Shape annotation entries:
▼▼▼

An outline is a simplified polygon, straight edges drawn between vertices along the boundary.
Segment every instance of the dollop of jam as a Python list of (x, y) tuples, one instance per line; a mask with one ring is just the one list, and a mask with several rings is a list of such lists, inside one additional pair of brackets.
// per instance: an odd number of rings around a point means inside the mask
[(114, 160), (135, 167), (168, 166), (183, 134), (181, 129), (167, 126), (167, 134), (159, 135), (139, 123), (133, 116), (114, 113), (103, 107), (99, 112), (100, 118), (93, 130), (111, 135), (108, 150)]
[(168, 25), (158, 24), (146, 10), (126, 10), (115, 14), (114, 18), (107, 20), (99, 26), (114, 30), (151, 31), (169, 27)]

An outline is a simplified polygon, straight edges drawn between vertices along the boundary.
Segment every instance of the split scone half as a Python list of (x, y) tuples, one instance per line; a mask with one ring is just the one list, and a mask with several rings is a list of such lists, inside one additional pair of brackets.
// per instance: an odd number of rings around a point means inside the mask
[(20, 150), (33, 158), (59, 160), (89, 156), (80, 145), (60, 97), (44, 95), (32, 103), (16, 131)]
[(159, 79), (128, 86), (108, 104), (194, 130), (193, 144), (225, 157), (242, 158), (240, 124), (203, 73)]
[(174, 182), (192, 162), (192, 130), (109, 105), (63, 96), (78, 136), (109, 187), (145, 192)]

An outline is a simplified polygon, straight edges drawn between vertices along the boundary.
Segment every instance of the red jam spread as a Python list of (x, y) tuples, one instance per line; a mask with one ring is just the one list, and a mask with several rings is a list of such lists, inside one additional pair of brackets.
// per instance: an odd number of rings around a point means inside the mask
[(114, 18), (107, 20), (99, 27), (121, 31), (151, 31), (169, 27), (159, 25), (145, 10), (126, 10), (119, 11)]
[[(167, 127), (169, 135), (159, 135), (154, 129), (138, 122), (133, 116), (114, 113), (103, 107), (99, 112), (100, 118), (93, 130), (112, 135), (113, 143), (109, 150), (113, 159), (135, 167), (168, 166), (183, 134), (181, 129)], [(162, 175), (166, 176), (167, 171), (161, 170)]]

▲▲▲

**Aim of the exercise:** Please duplicate every line of the material above word for word.

**Solution for this problem:**
An outline is a simplified polygon, straight edges drawn between vertices along the boundary.
Segment every instance of the dollop of jam as a Python list of (x, y) tuples, one instance per line; a mask with one ring is just the one list, and a mask with several rings is a list of such lists, inside one additional pair of brackets.
// per instance: an odd number of rings around a point means inside the mask
[(114, 160), (135, 167), (168, 166), (183, 134), (181, 129), (167, 126), (167, 134), (159, 135), (139, 123), (133, 116), (114, 113), (103, 107), (99, 112), (100, 118), (93, 130), (111, 135), (108, 150)]
[(168, 25), (158, 24), (146, 10), (126, 10), (115, 14), (114, 18), (107, 20), (99, 26), (114, 30), (151, 31), (169, 27)]

An outline is a simplified polygon, straight edges drawn between vertices along the boundary.
Segment every instance of the split scone half as a Python list of (x, y) tuples, one instance per line; a mask with one ring is just the one list, and a mask with several rings is a list of such lists, inside one additional pair of brackets.
// per instance: an odd number of rings around a point means inside the mask
[(20, 150), (33, 158), (59, 160), (89, 156), (80, 145), (60, 97), (44, 95), (32, 103), (16, 131)]
[(159, 79), (128, 86), (108, 104), (194, 130), (193, 144), (225, 157), (242, 158), (240, 124), (203, 73)]
[(174, 182), (192, 162), (192, 130), (109, 105), (63, 96), (78, 136), (109, 187), (145, 192)]

An outline is a simplified polygon, straight edges drawn between vertices along the boundary.
Segment every instance of the red jam spread as a Python list of (x, y) tuples, one instance per line; a mask with one ring is just the one list, and a mask with several rings is a list of such lists, inside one additional pair of brackets.
// per instance: an odd number of rings around a point means inside the mask
[(114, 18), (107, 20), (99, 27), (121, 31), (151, 31), (169, 27), (159, 25), (145, 10), (126, 10), (119, 11)]
[[(167, 127), (169, 135), (159, 135), (154, 129), (138, 122), (133, 116), (114, 113), (103, 107), (99, 112), (100, 118), (93, 130), (112, 135), (113, 143), (109, 150), (113, 159), (135, 167), (168, 166), (183, 134), (181, 129)], [(162, 175), (166, 176), (167, 171), (161, 170)]]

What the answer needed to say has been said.